Excerpted passage —
# # # # #

# Paph. rothschildianum 'Aksel' BM, 2018 and Paph. parishii 'Guldal' BM/GM, 2018



## Guldal (Apr 16, 2018)

Last thursday was a very happy day for this (maybe not so) humble window sill grower. At the gathering of my local orchid society the following two plants both was rewarded with a BM (Bronze Medal); but to my great joy and delight my P. parishii in addition earned me a GM (Gold Medal) for culture.

Paphiopedilum parishii 'Guldal':




Flowers close-up: 




Paphiopedilum rothschildianum 'Aksel': 




Flowers:




Flower - detail:


----------



## emydura (Apr 16, 2018)

Congratulations. Two stunning well grown plants. You don't see many parishii's that big.


----------



## Spaph (Apr 16, 2018)

Window sill magic, wow! Congrats, what a blooming and well deserved recognition!


----------



## SlipperKing (Apr 16, 2018)

That parishii is killer. How many spikes?

Sent from my SM-G955U using Tapatalk


----------



## Guldal (Apr 16, 2018)

SlipperKing said:


> That parishii is killer. How many spikes?



3 flower spikes á 5 + 5 + 6 flowers


----------



## cnycharles (Apr 16, 2018)

Pretty amazing for a windowsill! 


Sent from my iPhone using Tapatalk


----------



## gego (Apr 16, 2018)

Congrats on your culture. Very well done. 

Sent from my SM-G955U using Tapatalk


----------



## SlipperFan (Apr 16, 2018)

Both are gorgeous, but the parishii is spectacular!


----------



## Linus_Cello (Apr 16, 2018)

Impressive. Congrats!


----------



## JeanLux (Apr 17, 2018)

Beauties :drool: !!!! Bravo!!!! Jean


----------



## Ozpaph (Apr 17, 2018)

well done.
super parishii


----------



## fibre (Apr 17, 2018)

Well done!
Any cultural advice for the parishii?


----------



## Justin (Apr 17, 2018)

INCRREDIBLE growing!!!


----------



## My Green Pets (Apr 17, 2018)

well done, congratulations


----------



## Duck Slipper (Apr 17, 2018)

Good job, parishii is awesome!


----------



## e-spice (Apr 17, 2018)

Completely amazing. Beautifully grown plants.


----------



## DIN (Apr 17, 2018)

Congratulations wow so many flowers of parishii I have a few plants hope soon I can see the spike from mature plant. What media did you use for parishii?


----------



## Guldal (Apr 17, 2018)

I grow my Paphs in Greenmix (as a window sill grower it seems to help me keep the humidity up - albeit I'm still a bit handicapped in this respect, when compared to the lucky owners of a greenhouse):

"GreenMix for Orchids is a mixture of water-repellent and water-absorbent granulate with added perlite and lignite. The granulate is made from stonewool, the basic element of which is diabase rock. GreenMix for orchids is produced by Grodania A/S" (and was developed in cooperation with our local mastergrower, Hans Christiansen - whom the variety Paph. hennisianum fma. christiansenii was named after)

In my local orchid society there is quite a religious war going on about growth medias...but I guess, it's the same every where?!

This actual plant is grown in an east-south-east facing window...at room temperature, i.e. mainly around 18-23 degrees celsius.

# # # # #

Problem 1 — According to the orchid awards thread, at what temperature is the prize-winning parishii grown?
Problem 2 — Continue the orchid awards thread from the point where it stops.

Dataset section —
# # # # #

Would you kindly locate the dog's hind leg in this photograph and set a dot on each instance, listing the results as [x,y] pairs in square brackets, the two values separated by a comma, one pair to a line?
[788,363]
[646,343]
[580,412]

# # # # #

Exercise output 1 — At room temperature, mainly around 18–23 degrees Celsius.

Exercise output 2 —
I use 3/4 spring water + 1/4 tap water (NB. tap water in Denmark is quite clean and you drink water directly from the tap). I fertilise once a month, except nov-jan (quite dark months up here north), with Pokon 20-20-20 (NPK 20-20-20 + Molybdenum (MO) 0,0005% Bor (B) 0,0200%, Kobber (CU) 0,0500%, Jern (FE) 0,1000%, Mangan (MN) 0,0500%, Zink (ZN) 0,0500%)

I think, that's about it! 

Kind regards,
Jens


----------



## Ozpaph (Apr 18, 2018)

Guidal, any artificial lighting?


----------



## Guldal (Apr 18, 2018)

Ozpaph said:


> Guidal, any artificial lighting?



No, both the roth and the parishi is grown in the window sill without any extra light....I live on the 5th floor and the building across the street is only 3 stores high, so I - and not least the plants! - have a lot of light and air up there!


----------



## h_mossy (Apr 18, 2018)

Nice plants, especially the parishii!


----------



## troy (Apr 18, 2018)

A great example of the species!!! Excellent!!!


----------



## blondie (Apr 19, 2018)

Wow fantistic the parishii is stunning


----------



## Wendy (Apr 21, 2018)

What a wonderful display! That parishii especially. :clap:


----------



## DrLeslieEe (Jun 10, 2020)

Oh my gosh, now I see your parishii Jens! Spectacular flowering! 

What happened to to the plant and what would you change to save it?


----------



## troy (Jun 10, 2020)

Could you repost picture of parishii in brighter light please?? You did such a good jjob!! Congrats!! Beautiful!!


----------



## GuRu (Jun 10, 2020)

Jens, I assume the Paph. parishii is the plant you lost by your 'special treatment'. The loss of this plant must have been a great shock. But live goes on and hopefully the Paph. rothschildianum is still 'alive and kicking'.


----------



## P.K.Hansen (Jun 10, 2020)

Impressive. Stort tillykke hernede fra


----------



## Kate Boyce-Miles (Jun 10, 2020)

Wonderful plants, both are superb!


----------



## musa (Jun 11, 2020)

These are wonderful plants!
You must have lots of windows, I only use one for orchids, so the plants are shading each other, therefore I need artificial lightening.


----------



## southernbelle (Jun 11, 2020)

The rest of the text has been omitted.